• **Task requirements**
Rewrite the lines, starting with the line that contains "Please spot the child standing" and continuing through the final line, as a JSON list of strings with one string per line. Omit blank lines and leave out the pictures.

• **Provided data**
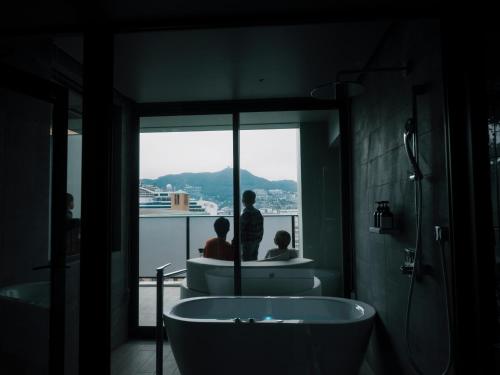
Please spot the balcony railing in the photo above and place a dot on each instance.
(178, 238)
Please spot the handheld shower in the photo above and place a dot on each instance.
(408, 135)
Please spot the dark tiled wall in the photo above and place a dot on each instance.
(380, 172)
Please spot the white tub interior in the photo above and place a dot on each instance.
(308, 309)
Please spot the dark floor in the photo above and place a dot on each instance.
(139, 357)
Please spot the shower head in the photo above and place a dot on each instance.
(408, 134)
(409, 127)
(334, 89)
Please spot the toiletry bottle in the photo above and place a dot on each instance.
(375, 215)
(386, 216)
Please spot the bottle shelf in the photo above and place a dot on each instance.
(383, 230)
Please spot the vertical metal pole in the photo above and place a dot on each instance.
(236, 203)
(348, 261)
(159, 322)
(187, 238)
(58, 271)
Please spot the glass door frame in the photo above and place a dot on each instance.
(233, 108)
(33, 86)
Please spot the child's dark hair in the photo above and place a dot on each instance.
(221, 226)
(249, 196)
(282, 239)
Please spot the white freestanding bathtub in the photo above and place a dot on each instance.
(269, 335)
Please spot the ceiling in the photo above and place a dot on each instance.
(235, 63)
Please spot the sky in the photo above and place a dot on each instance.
(270, 153)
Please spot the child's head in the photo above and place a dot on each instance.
(221, 226)
(282, 239)
(248, 198)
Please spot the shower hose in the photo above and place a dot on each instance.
(417, 270)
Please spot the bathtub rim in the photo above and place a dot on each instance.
(44, 283)
(369, 311)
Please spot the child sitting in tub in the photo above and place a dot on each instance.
(282, 240)
(219, 248)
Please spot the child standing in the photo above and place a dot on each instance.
(251, 227)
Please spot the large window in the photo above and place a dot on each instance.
(187, 183)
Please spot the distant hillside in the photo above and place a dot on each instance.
(220, 184)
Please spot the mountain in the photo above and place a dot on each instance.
(219, 185)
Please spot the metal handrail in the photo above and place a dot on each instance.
(160, 277)
(159, 318)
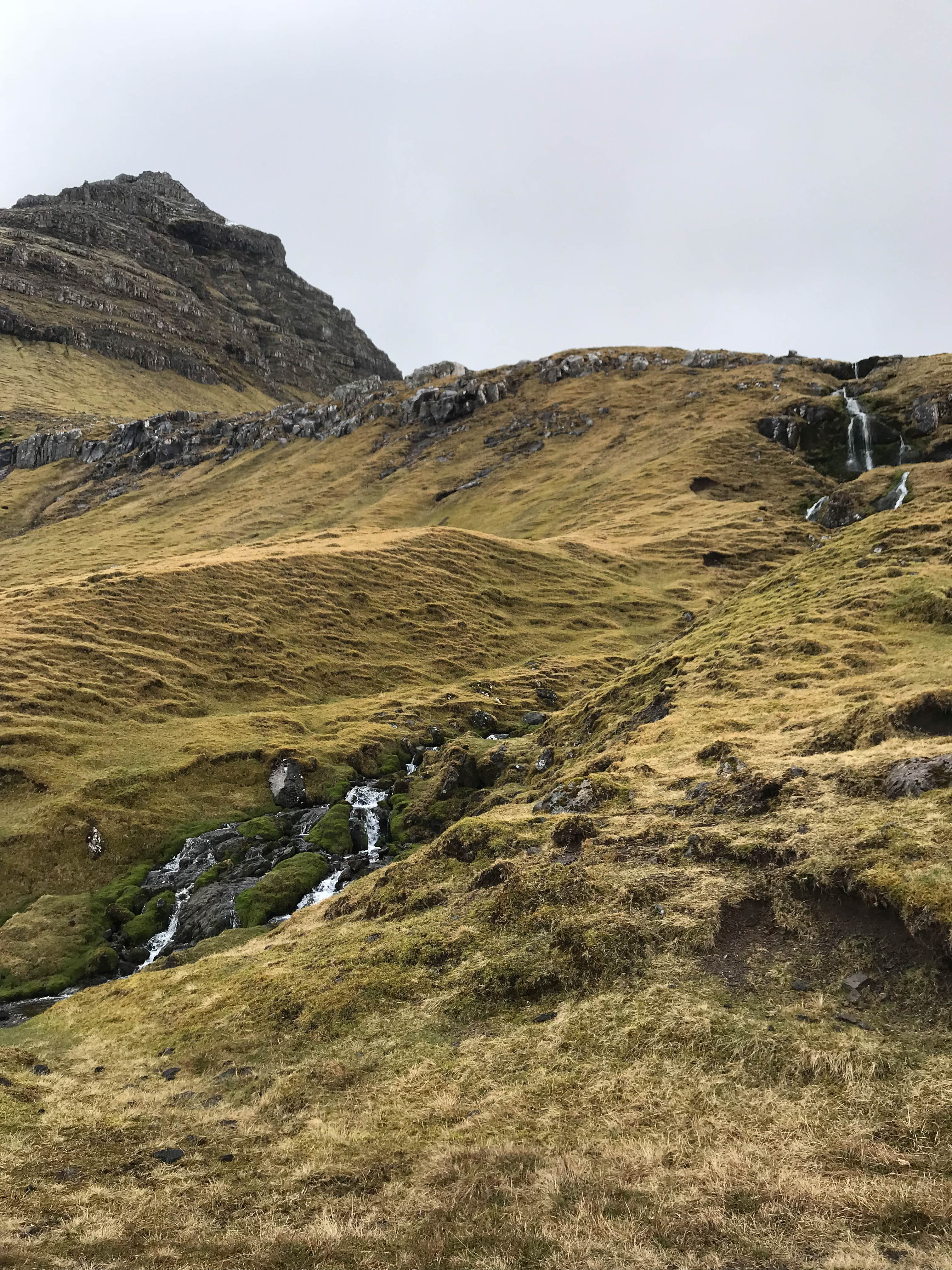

• **Answer to this exercise**
[
  "Please spot the child standing in the photo above and place a dot on each instance.",
  "(251, 227)",
  "Please spot the large window in the photo above and place a dot on each instance.",
  "(187, 183)",
  "Please spot the distant hillside in the photo above and place a dot on each instance.",
  "(220, 184)",
  "Please spot the mountain in the photo above and place a dot on each instance.",
  "(219, 185)",
  "Please spot the metal handrail in the photo above and place a dot on each instance.",
  "(160, 277)",
  "(159, 318)"
]